**What needs to be done:**
In which lines of the data does the string "each" appear? Copy every one.
BEGIN Data provided
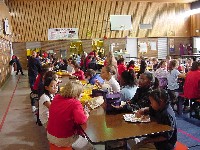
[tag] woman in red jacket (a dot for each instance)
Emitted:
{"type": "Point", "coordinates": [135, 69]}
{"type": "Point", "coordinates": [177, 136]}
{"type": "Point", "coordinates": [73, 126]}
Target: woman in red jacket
{"type": "Point", "coordinates": [66, 114]}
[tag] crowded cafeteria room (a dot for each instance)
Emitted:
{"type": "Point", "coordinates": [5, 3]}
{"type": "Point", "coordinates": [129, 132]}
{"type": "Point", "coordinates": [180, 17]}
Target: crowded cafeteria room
{"type": "Point", "coordinates": [99, 75]}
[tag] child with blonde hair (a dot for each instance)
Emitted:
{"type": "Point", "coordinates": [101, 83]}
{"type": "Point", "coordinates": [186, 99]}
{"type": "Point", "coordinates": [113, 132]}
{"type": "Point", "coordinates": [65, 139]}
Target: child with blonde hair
{"type": "Point", "coordinates": [66, 114]}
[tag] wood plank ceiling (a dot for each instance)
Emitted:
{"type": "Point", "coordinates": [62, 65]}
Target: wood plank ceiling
{"type": "Point", "coordinates": [163, 1]}
{"type": "Point", "coordinates": [32, 19]}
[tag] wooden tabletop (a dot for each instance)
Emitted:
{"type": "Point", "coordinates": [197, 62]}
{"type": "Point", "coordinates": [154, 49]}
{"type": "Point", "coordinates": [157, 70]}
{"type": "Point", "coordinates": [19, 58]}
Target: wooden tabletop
{"type": "Point", "coordinates": [102, 127]}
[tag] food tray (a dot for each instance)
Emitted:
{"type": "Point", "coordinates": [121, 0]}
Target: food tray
{"type": "Point", "coordinates": [133, 118]}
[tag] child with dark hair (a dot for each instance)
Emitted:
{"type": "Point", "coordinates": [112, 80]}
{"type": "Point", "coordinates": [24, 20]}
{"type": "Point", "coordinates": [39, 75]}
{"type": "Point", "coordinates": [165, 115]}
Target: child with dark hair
{"type": "Point", "coordinates": [93, 77]}
{"type": "Point", "coordinates": [50, 89]}
{"type": "Point", "coordinates": [129, 88]}
{"type": "Point", "coordinates": [162, 112]}
{"type": "Point", "coordinates": [143, 67]}
{"type": "Point", "coordinates": [172, 79]}
{"type": "Point", "coordinates": [78, 72]}
{"type": "Point", "coordinates": [36, 91]}
{"type": "Point", "coordinates": [15, 59]}
{"type": "Point", "coordinates": [121, 67]}
{"type": "Point", "coordinates": [161, 74]}
{"type": "Point", "coordinates": [107, 74]}
{"type": "Point", "coordinates": [147, 82]}
{"type": "Point", "coordinates": [131, 65]}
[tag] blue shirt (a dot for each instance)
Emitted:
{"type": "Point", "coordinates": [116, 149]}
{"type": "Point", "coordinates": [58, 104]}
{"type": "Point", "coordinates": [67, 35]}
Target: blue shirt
{"type": "Point", "coordinates": [127, 93]}
{"type": "Point", "coordinates": [93, 79]}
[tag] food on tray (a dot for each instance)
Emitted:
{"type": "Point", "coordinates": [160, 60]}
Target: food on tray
{"type": "Point", "coordinates": [133, 118]}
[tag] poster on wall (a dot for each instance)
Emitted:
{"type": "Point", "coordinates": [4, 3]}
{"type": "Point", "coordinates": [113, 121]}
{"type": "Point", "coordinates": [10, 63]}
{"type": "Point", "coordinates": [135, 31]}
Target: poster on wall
{"type": "Point", "coordinates": [171, 46]}
{"type": "Point", "coordinates": [62, 33]}
{"type": "Point", "coordinates": [153, 46]}
{"type": "Point", "coordinates": [143, 47]}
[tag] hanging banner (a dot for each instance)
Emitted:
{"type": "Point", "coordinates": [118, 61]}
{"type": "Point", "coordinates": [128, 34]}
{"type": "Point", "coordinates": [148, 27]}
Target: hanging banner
END Data provided
**Your response:**
[tag] woman in red jacket (a dot for each instance)
[tag] crowded cafeteria room (a dot for each instance)
[tag] child with blonde hair (a dot for each instance)
[tag] wood plank ceiling (a dot for each instance)
[tag] wooden tabletop (a dot for each instance)
[tag] food tray (a dot for each instance)
[tag] child with dark hair (a dot for each instance)
[tag] blue shirt (a dot for each instance)
[tag] food on tray (a dot for each instance)
[tag] poster on wall (a dot for each instance)
[tag] hanging banner (a dot for each instance)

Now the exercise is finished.